■ **SHORT TASK 1**
From the article below about the towing company, reproduce word for word the passage between "It was a tow-truck" and "business name back.", inclusive.
━━━━━ PAGE EXTRACT ━━━━━
His girlfriend, Tanya Bruce, was with him that day and wrapped her shirt around his neck, saving his life.

“It was horrible.”

She is now helping nurse him back to health. He put his business on hold while he recovered, only to discover someone else is using his name, logo, even the same phone number.  The company established in 1975 that had built a stellar reputation now has complaints piling up on its Facebook account.

“Somebody is destroying his name,” says Tanya Bruce, “everything he worked so hard to build up is being slowly destroyed.”

Mark Pittuck hired Ottawa lawyer Rod Vanier who served the new "Vic's Towing and Storage" with a cease and desist order. 

“It’s unlawful to take someone else's property,” says Vanier, “whether that’s a brand name, trademark or even a car and degrade it. It is unlawful and they can be held in damages accordingly.”

Legal documents show an east end address as the business site of Vic's Towing and Storage. CTV Ottawa attended the address where an older man answered the door, refusing to give his name nor the phone number for the owner whose business was incorporated under Vic’s Towing and Storage through the Registrar of Government Services.  CTV was told to vacate the premises.

Lawyer Rod Vanier says no one is lawfully allowed to trample on someone else’s trademark, despite that incorporation.

“The government hasn't regulated it, hasn't given it's okay,” explains Vanier, “It's a passive posting technique to say we are using this name, this is where we can be found.  That’s what a master business license gives to anybody but there is no vetting of a name in that process.”

Calls to Vic’s Towing went directly into voicemail.  Calls CTV then made to Discount Towing, another Ottawa company, went directly into voicemail of Vic’s Towing again.  Both voicemail boxes were full.

It was a tow-truck driver from Discount charged in that  fatal collision last November on Meadowlands in which a 55-year-old man was killed and his 13-year-old daughter injured.  According to documents, it was just days after that fatal crash that “Vic’ss Towing and Storage” was registered as a business under the Business Names Act.

“I think someone saw an opportunity,” says Rod Vanier.

Pittuck says his good business name is all he has left. 

“I lost my house, I lost my trucks, everything.”

He wants his business name back. 

The company has not responded yet to the legal document served them.  Pittuck's next step will be a court challenge but that takes time and money.
━━━━━
■ **SHORT TASK 2**
Transcribe, unchanged, the lines of the records below from their start through the line holding "[469,71,532,181]", inclusive.
━━━━━ DATA TO USE ━━━━━
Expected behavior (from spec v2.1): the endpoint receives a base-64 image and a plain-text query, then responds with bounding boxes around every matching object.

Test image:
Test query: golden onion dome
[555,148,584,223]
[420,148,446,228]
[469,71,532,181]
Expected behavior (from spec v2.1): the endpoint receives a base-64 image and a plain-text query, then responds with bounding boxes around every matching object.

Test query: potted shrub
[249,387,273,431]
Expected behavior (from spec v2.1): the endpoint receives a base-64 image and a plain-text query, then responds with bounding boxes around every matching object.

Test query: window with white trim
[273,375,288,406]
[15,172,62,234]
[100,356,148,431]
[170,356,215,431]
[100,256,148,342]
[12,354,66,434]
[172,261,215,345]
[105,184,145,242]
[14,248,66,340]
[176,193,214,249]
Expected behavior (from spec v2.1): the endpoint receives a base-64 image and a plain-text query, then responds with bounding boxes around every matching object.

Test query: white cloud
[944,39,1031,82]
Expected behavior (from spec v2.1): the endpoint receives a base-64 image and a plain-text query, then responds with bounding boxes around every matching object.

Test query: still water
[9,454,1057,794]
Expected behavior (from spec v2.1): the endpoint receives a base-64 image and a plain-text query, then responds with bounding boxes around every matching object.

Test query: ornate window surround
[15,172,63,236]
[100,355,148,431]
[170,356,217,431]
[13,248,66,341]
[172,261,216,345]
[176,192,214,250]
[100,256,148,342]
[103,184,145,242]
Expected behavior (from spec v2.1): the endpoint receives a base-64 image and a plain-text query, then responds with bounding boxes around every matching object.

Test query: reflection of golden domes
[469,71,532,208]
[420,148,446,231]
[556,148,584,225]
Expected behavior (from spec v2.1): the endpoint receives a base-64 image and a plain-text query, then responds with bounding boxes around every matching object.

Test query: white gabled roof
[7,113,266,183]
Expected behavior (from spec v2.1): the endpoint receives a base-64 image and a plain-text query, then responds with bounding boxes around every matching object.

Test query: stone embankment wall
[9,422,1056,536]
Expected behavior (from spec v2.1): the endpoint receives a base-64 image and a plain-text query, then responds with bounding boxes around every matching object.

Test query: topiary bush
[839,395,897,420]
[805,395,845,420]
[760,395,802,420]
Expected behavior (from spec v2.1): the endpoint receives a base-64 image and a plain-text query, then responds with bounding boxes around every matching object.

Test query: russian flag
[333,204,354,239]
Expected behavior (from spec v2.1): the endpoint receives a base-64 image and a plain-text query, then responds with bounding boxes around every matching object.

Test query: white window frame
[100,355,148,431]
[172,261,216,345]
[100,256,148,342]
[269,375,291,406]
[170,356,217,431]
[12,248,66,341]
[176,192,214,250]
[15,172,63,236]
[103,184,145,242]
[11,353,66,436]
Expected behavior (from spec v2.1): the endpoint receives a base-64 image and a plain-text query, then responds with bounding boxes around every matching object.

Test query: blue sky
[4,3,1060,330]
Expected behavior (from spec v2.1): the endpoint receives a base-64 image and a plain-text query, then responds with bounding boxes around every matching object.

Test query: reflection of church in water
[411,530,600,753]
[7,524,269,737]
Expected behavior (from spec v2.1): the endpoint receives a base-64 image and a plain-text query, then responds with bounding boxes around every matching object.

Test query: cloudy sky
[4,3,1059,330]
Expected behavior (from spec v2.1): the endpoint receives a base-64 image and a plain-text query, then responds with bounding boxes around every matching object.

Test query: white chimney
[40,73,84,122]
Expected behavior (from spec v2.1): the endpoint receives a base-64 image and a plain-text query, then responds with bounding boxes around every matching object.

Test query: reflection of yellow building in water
━━━━━
■ **CORRECT RESPONSE 1**
It was a tow-truck driver from Discount charged in that  fatal collision last November on Meadowlands in which a 55-year-old man was killed and his 13-year-old daughter injured.  According to documents, it was just days after that fatal crash that “Vic’ss Towing and Storage” was registered as a business under the Business Names Act.

“I think someone saw an opportunity,” says Rod Vanier.

Pittuck says his good business name is all he has left. 

“I lost my house, I lost my trucks, everything.”

He wants his business name back.

■ **CORRECT RESPONSE 2**
Expected behavior (from spec v2.1): the endpoint receives a base-64 image and a plain-text query, then responds with bounding boxes around every matching object.

Test image:
Test query: golden onion dome
[555,148,584,223]
[420,148,446,228]
[469,71,532,181]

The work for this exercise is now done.